What needs to be done |
Reproduce the whole blog passage on Christopher Nolan's Interstellar word for word.

When I wrote the blog entry immediately below this one I had been planning to write a review of Christopher Nolan’s new film, Interstellar, which I saw at the end of last week. That idea was hijacked by the sudden arrival of my copies of the Gollancz edition of A Dream of Wessex. Because I was thinking about Nolan I remembered I had always wanted to write about the similarities between that novel and his earlier film, Inception. So I did that instead. (See below.)

Interstellar is a problem, a long, poorly written and second-rate film with a wide popular appeal, so I briefly decided enough was enough. Other people, notably Abigail Nussbaum, have elegantly and convincingly demolished it. No point me adding to Nolan’s woes.

Spatial localization data:
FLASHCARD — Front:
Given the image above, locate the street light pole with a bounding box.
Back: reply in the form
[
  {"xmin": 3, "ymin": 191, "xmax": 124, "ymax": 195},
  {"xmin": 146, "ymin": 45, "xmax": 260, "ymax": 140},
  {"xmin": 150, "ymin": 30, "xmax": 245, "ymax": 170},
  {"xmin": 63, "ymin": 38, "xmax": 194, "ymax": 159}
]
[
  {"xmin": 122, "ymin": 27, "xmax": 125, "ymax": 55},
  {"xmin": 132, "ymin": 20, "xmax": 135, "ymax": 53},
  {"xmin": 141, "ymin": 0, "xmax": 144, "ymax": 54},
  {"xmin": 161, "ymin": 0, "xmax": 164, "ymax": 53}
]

Expected answer |
When I wrote the blog entry immediately below this one I had been planning to write a review of Christopher Nolan’s new film, Interstellar, which I saw at the end of last week. That idea was hijacked by the sudden arrival of my copies of the Gollancz edition of A Dream of Wessex. Because I was thinking about Nolan I remembered I had always wanted to write about the similarities between that novel and his earlier film, Inception. So I did that instead. (See below.)

Interstellar is a problem, a long, poorly written and second-rate film with a wide popular appeal, so I briefly decided enough was enough. Other people, notably Abigail Nussbaum, have elegantly and convincingly demolished it. No point me adding to Nolan’s woes.